*OBJECTIVE*:
Omit all images, then return the remaining material exactly as it stands.
----- DATA EXCERPTS -----
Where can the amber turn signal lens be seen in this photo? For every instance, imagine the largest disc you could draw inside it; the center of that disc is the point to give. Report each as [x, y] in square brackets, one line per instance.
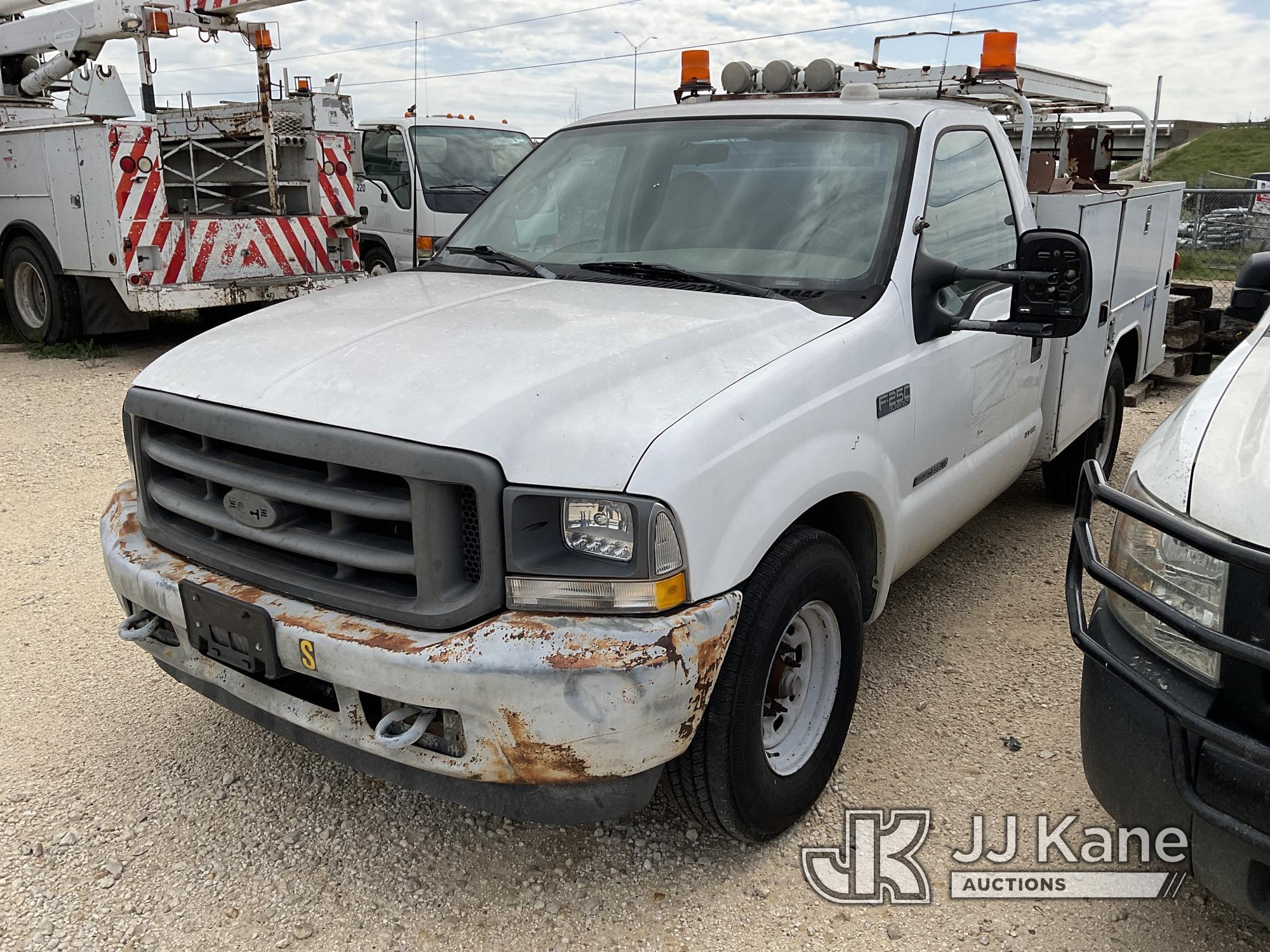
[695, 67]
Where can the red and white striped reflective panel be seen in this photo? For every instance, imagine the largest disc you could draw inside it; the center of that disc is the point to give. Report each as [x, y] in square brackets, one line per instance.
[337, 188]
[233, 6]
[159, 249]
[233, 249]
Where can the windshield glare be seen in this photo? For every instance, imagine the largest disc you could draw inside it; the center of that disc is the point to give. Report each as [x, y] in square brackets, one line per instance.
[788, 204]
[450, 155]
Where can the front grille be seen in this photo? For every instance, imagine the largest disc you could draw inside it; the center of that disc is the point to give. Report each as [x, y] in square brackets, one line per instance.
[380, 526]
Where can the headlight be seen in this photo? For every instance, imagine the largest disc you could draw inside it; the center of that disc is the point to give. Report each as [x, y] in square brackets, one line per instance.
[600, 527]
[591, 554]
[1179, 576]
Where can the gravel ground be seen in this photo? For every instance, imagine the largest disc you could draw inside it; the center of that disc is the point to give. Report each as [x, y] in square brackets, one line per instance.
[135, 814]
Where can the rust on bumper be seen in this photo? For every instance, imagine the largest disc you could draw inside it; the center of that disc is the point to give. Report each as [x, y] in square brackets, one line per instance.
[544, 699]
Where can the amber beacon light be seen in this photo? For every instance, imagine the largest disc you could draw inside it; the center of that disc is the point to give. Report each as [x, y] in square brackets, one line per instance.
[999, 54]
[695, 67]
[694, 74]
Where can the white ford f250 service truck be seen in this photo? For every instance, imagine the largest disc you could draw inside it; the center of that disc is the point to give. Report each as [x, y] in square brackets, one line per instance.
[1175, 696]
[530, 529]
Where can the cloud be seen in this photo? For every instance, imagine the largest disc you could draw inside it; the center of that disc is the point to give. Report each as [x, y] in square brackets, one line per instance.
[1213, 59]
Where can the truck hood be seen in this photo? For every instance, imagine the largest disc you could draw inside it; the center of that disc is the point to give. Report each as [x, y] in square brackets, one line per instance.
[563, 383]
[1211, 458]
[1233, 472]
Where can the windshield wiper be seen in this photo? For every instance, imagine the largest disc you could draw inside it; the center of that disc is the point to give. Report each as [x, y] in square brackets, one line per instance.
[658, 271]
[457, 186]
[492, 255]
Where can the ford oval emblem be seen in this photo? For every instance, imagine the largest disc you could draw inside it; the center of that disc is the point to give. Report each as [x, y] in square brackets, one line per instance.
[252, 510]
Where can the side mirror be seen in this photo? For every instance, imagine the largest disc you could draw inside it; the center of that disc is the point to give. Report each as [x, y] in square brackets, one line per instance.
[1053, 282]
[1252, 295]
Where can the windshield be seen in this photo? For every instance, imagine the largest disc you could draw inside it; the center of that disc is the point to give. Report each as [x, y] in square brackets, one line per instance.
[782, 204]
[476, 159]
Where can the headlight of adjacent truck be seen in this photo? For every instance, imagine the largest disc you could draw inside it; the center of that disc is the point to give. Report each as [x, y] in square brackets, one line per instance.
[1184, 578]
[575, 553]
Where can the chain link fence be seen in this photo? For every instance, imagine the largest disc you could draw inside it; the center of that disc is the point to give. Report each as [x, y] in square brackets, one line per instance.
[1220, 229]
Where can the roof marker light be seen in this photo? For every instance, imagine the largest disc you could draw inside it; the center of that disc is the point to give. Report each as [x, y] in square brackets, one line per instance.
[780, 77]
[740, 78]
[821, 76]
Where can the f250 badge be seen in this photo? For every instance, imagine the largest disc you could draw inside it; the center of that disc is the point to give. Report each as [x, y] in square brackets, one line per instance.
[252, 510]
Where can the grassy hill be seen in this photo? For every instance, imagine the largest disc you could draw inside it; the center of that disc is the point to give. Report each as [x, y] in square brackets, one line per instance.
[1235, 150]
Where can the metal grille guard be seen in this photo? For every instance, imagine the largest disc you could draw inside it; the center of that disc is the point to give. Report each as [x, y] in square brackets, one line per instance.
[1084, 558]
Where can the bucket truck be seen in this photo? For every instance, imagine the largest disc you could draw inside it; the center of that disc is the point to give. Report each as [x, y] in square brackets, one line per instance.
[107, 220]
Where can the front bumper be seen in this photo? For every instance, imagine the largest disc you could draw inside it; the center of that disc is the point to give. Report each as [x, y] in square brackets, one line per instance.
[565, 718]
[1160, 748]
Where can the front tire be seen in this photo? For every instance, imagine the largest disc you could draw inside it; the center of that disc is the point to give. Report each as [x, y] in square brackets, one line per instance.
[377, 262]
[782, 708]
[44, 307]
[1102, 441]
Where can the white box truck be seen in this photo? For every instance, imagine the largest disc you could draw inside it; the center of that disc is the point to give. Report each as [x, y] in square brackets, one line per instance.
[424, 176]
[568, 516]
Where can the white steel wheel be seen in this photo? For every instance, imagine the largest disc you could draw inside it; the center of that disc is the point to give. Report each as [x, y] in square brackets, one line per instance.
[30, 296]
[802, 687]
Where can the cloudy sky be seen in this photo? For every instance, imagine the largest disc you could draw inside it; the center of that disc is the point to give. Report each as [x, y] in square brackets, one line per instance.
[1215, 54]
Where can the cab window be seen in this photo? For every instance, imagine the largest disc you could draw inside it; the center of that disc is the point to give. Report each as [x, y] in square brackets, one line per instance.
-----
*EXPECTED OUTPUT*:
Where can the amber turn signal lens be seen in this photo? For every instance, imagine the largest disc you could draw inside it; the center of that disc is the point to give. Report each as [x, y] in square brackets, one line per instance.
[695, 67]
Where can the red and white striped reflective panel be seen in this photo? For every instance, imagine the largest disc you could draw inside it; the center of that disc is the point to give. Report each as [x, y] in square brackets, one line per instance.
[337, 188]
[233, 6]
[159, 249]
[233, 249]
Where can the windshield glare be seen in this photo? For every instance, imagine the largest disc you could draw inside it; the center of that disc is the point to give. Report each as [x, y] in square brackets, one line per instance.
[788, 204]
[450, 155]
Where can the front grille be seen in this photo? For every instance, imagine the largest disc you could draw inside it; the center of that disc is the point to give. Report each as [x, y] in square brackets, one line per instance.
[380, 526]
Where can the headlight be seen in this photo? For every instance, imagine the largest disc you could draw inside it; the center of that disc is the point to give. Report each as [x, y] in square brackets, one line per instance.
[600, 527]
[591, 554]
[1179, 576]
Where can the gravel ground be seen in this photo? For every instance, imagine the largest disc you could draw inside it; the center of that disc is the point to give. Report each as [x, y] in square brackets, one line per instance.
[135, 814]
Where can the rust on bumper be seen in this photo? For every instance, imagine the largest disc you could draw inside it; the center of that disc is the point to give. Report each as [x, y] in square brackets, one line per instance.
[544, 699]
Where can the amber beacon light be seen in this photo? For every instance, imagine the largest disc you could draw inside it; the center of that disc is the point to give. Report each as [x, y] in square brackets, one line per instance.
[999, 54]
[695, 67]
[694, 74]
Where can the white ford f250 service truck be seen in this photo? For every instance, imagine the largest disc you could draw inside it; the center of that disc is the point to give. Report each as [x, y] in square brackets, one line per instance.
[1175, 696]
[530, 529]
Where can the cloud be seen in this photo? For every instance, imagine the largest disc you could draw inside it; the center of that disc is the point to give. Report each as [x, y] in square brackets, one line per instance.
[1213, 59]
Where can the truck hood be seen in this photo? For every instance, imagine the largest disc you could draw inside it; the center of that disc is the point to give. Report each as [x, y] in square brackets, one line per instance.
[563, 383]
[1211, 458]
[1233, 472]
Where can the windshield wiper be seen in this photo? For every instance, imagine the largest disc you could draw inside it; the center of that disc is the point to give. Report each as [x, y] in square brackets, one line per instance.
[658, 271]
[457, 186]
[492, 255]
Where can the ford oval emblem be seen in this photo? For every instance, imagine the largest disc you could draw inside it; the center of that disc is the point to give. Report each as [x, y] in square brackets, one line per instance.
[252, 510]
Where can the side mirror be seen in this photo? For every instance, imagine the largest disc you could draw inside it; the center of that disc is the point to give. Report each as [x, y] in square brackets, one line per instance.
[1053, 282]
[1252, 295]
Where can the windshield be seen in this photo? For every instance, imagine the largest disc you could draw inside it; the center of that disc is the point to give. Report each as [x, y] in square brackets, one line per instance.
[782, 204]
[476, 159]
Where can the headlight of adjacent truck be seen in this photo? For every instance, imagine the largest disc you could draw inside it; the center of that disc is the point to give. Report each as [x, y] in square brackets, one line per instance.
[1184, 578]
[575, 553]
Where can the chain link fence be seen in this photo? For every instance, imagine the largest disc you could draw inside it; the center of that disc is the point to give. Report each as [x, y] in square brackets, one line per instance.
[1220, 229]
Where can the roof marker light be seen in this photo? For every instance, imagine the largest disc you could draw inside it; the center of that disc is the point to give. Report each as [x, y] in square brackets, one line per instance.
[780, 77]
[740, 78]
[821, 76]
Where can the f250 badge be seen in this photo? For every instance, imagine the largest disc you could draw inside it; the center of that disc is the point to give. Report each as [x, y] in square brackets, one line per instance.
[252, 510]
Where can the grassy hill be seen in this photo? For every instance, imagine the largest disc you could draw inside it; the center of that disc is the point to give. Report each as [x, y] in square brackets, one line per instance.
[1235, 150]
Where can the metal grille guard be seen in this photo? For every instance, imagine the largest disc you could draw inside it; the center of that disc is the point to give. Report each as [x, y] in square brackets, one line per instance.
[1084, 558]
Where can the bucket truck be seen in this photo? For every instance, imagine the largest disc you could draw inside it; the center of that disc is the point to give. Report each as [x, y] in square brackets, one line per instance.
[107, 220]
Where can the front bumper be seen in this photo? For every instance, imagine the largest disc you could draw inside it; the center of that disc is the point to give. Report each as [x, y] in square brackets, one line per instance.
[565, 718]
[1160, 748]
Where can the front tire be seen in this photo? For every instance, imagine the largest disc you could draw inside it; the center of that disc is the point to give. Report each as [x, y] in square brackets, one line per instance.
[377, 262]
[782, 708]
[44, 307]
[1102, 441]
Where can the white box truck be seen in this photo? For every instance, imagine the largest disc you could draw inside it; the center of that disc is the point to give. Report each as [x, y] in square brackets, one line per instance.
[424, 176]
[568, 516]
Where can the white steel wheel be seen in this photo? For every instance, imagine the largest disc you could draw inside it; the center of that disc is the point to give. Report each as [x, y] in square brackets, one line per instance.
[30, 296]
[802, 687]
Where can the cloudy sky be seen in this photo? For every instance, imagine the largest disc you could draw inside it; the center of that disc is the point to give. Report each as [x, y] in square brackets, one line per instance.
[1215, 54]
Where can the cab window be seen in this photo? For every instance, imagine the largest disc you could draw inside it; the center of that disc is the point to give. Report each as [x, y] in square brackets, one line per instance.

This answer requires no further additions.